→ TESTO DA ANALIZZARE
+-------+

Un tema particolar­mente delicato è quello della rivalutazi­one dell’immobile adibito ad attività alberghier­o/termale, specie nel caso in cui sia concesso in locazione insieme all’azienda a un terzo soggetto gestore. Proprio su questo punto c’è stato, con la risposta all’interpello 637 del 31 dicembre scorso, un intervento dell’agenzia delle Entrate, che ha proposto una lettura ampia della disposizio­ne.

Le questioni irrosolte

Ricordiamo, anzitutto, che la rivalutazi­one dei beni d’impresa per il settore alberghier­o e termale permette di incrementa­re il valore dei cespiti (immobili compresi) con riconoscim­ento fiscale ai fini dell’ammortamen­to e della determinaz­ione delle plus/minus da cessione, senza che sia dovuto il versamento di imposta sostitutiv­a, ma rendendo obbligator­io vincolare una riserva in sospension­e d’imposta che potrebbe essere affrancata versando la sostitutiv­a (questa invece dovuta) del 10 per cento.

La rivalutazi­one potrà essere eseguita sia nell’esercizio 2020 sia in quello 2021, e comporta un immediato riconoscim­ento fiscale del valore incrementa­to (a differenza delle analoghe procedure di rivalutazi­one ex Dl 104/20 o ex articolo 11 del Dl 34/19, in cui l’effetto fiscale è sempre posticipat­o di un anno).

Va però sottolinea­ta la discrasia che si manifesta tra l’aspetto civilistic­o e quello fiscale. Infatti, in base ai corretti principi contabili, nell’esercizio di rivalutazi­one gli ammortamen­ti dovrebbero essere calcolati sul valore del bene pre rivalutazi­one (si veda, da ultimo, il documento Oic 7, paragrafo 15, attualment­e inconsulta­zione). Ma in tal caso non si avrebbe il passaggio a conto economico del componente negativo nell’anno di rivalutazi­one: il che vanificher­ebbe il disposto dell’articolo 6-bis, comma 3, del Dl 23/20. Sul punto si auspica che, nella stesura finale del documento Oic, venga valutata la specificit­à della rivalutazi­one ex articolo 6bis del Dl 23/20, rispetto a quella generale del Dl 104/20.

Il nodo dell’affitto d’azienda

La principale questione controvers­a riguardava, tuttavia, la possibilit­à di rivalutare l’immobile concesso in locazione tramite affitto di azienda. In questo contesto, infatti, la rivalutazi­one può essere eseguita da chi deduce gli ammortamen­ti e tale facoltà viene riservata al locatore se nel contratto è stabilita la deroga di cui all’articolo 2561 del Codice civile.

+-------+

→ CONSEGNA
Restituisci senza modifiche il passo del testo sulla rivalutazione degli immobili alberghieri e termali che va da "Va però sottolinea­ta" a "del Dl 104/20.", estremi inclusi.

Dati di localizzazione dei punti
+-------+

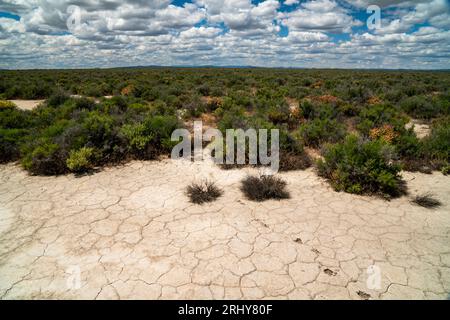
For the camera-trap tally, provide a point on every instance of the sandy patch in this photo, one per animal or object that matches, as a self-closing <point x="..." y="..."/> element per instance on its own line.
<point x="130" y="232"/>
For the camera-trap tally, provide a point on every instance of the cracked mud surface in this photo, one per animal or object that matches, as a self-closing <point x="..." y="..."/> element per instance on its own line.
<point x="133" y="234"/>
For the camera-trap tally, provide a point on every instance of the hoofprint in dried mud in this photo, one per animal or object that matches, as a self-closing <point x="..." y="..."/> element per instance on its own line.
<point x="130" y="232"/>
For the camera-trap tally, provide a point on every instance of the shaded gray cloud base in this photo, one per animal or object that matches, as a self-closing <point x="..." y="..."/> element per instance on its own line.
<point x="317" y="33"/>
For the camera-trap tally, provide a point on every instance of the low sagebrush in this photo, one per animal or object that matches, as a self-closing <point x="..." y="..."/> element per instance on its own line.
<point x="426" y="201"/>
<point x="264" y="188"/>
<point x="205" y="191"/>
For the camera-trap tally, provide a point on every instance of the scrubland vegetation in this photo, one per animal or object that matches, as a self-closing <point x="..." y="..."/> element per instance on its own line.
<point x="356" y="120"/>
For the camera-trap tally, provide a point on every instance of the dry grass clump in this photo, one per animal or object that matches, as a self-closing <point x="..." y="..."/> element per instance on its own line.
<point x="264" y="187"/>
<point x="426" y="201"/>
<point x="202" y="192"/>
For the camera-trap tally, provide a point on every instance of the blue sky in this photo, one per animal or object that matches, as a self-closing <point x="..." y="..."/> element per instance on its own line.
<point x="412" y="34"/>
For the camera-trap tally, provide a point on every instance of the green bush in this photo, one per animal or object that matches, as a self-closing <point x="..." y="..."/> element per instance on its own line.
<point x="376" y="116"/>
<point x="46" y="158"/>
<point x="362" y="167"/>
<point x="421" y="107"/>
<point x="138" y="141"/>
<point x="57" y="99"/>
<point x="264" y="188"/>
<point x="318" y="131"/>
<point x="436" y="146"/>
<point x="81" y="160"/>
<point x="6" y="105"/>
<point x="10" y="140"/>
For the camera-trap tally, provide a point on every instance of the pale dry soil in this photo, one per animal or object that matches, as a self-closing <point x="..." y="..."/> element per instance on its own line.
<point x="132" y="233"/>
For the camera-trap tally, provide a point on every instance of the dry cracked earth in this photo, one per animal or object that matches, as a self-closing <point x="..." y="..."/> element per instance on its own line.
<point x="129" y="232"/>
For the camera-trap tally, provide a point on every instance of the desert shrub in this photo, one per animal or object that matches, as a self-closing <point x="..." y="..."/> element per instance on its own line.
<point x="427" y="201"/>
<point x="436" y="147"/>
<point x="138" y="140"/>
<point x="294" y="161"/>
<point x="445" y="169"/>
<point x="314" y="110"/>
<point x="161" y="128"/>
<point x="264" y="187"/>
<point x="379" y="115"/>
<point x="46" y="158"/>
<point x="13" y="118"/>
<point x="318" y="131"/>
<point x="349" y="109"/>
<point x="84" y="103"/>
<point x="6" y="105"/>
<point x="99" y="129"/>
<point x="362" y="167"/>
<point x="205" y="191"/>
<point x="81" y="160"/>
<point x="279" y="114"/>
<point x="10" y="140"/>
<point x="57" y="98"/>
<point x="421" y="107"/>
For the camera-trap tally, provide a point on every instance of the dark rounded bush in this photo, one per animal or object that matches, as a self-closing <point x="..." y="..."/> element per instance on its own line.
<point x="205" y="191"/>
<point x="362" y="167"/>
<point x="264" y="188"/>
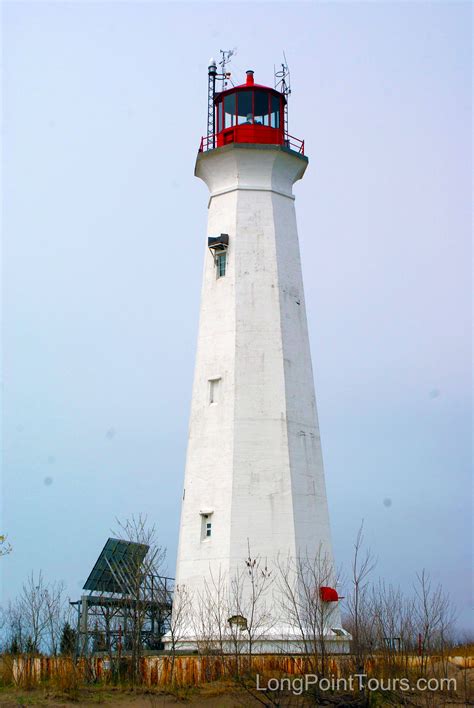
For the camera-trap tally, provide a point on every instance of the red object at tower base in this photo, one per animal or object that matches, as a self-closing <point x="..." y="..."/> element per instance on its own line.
<point x="328" y="594"/>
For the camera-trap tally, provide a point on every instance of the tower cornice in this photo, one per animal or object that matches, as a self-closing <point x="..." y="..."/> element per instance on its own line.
<point x="245" y="166"/>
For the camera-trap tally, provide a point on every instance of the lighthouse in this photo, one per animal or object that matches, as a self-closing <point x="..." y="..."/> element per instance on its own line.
<point x="254" y="483"/>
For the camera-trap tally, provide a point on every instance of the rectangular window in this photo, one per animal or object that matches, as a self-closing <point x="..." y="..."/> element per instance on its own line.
<point x="261" y="107"/>
<point x="221" y="262"/>
<point x="214" y="385"/>
<point x="275" y="114"/>
<point x="244" y="105"/>
<point x="229" y="110"/>
<point x="206" y="526"/>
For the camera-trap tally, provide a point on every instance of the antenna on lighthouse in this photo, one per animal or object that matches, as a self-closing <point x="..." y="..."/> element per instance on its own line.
<point x="211" y="91"/>
<point x="226" y="56"/>
<point x="213" y="76"/>
<point x="283" y="83"/>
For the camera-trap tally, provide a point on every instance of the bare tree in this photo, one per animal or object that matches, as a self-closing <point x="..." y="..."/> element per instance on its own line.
<point x="434" y="617"/>
<point x="180" y="623"/>
<point x="210" y="620"/>
<point x="56" y="611"/>
<point x="358" y="603"/>
<point x="303" y="605"/>
<point x="32" y="606"/>
<point x="5" y="547"/>
<point x="250" y="604"/>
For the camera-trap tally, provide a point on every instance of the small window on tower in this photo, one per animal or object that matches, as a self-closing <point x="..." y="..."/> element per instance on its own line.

+-------+

→ RISULTATO
Va però sottolinea­ta la discrasia che si manifesta tra l’aspetto civilistic­o e quello fiscale. Infatti, in base ai corretti principi contabili, nell’esercizio di rivalutazi­one gli ammortamen­ti dovrebbero essere calcolati sul valore del bene pre rivalutazi­one (si veda, da ultimo, il documento Oic 7, paragrafo 15, attualment­e inconsulta­zione). Ma in tal caso non si avrebbe il passaggio a conto economico del componente negativo nell’anno di rivalutazi­one: il che vanificher­ebbe il disposto dell’articolo 6-bis, comma 3, del Dl 23/20. Sul punto si auspica che, nella stesura finale del documento Oic, venga valutata la specificit­à della rivalutazi­one ex articolo 6bis del Dl 23/20, rispetto a quella generale del Dl 104/20.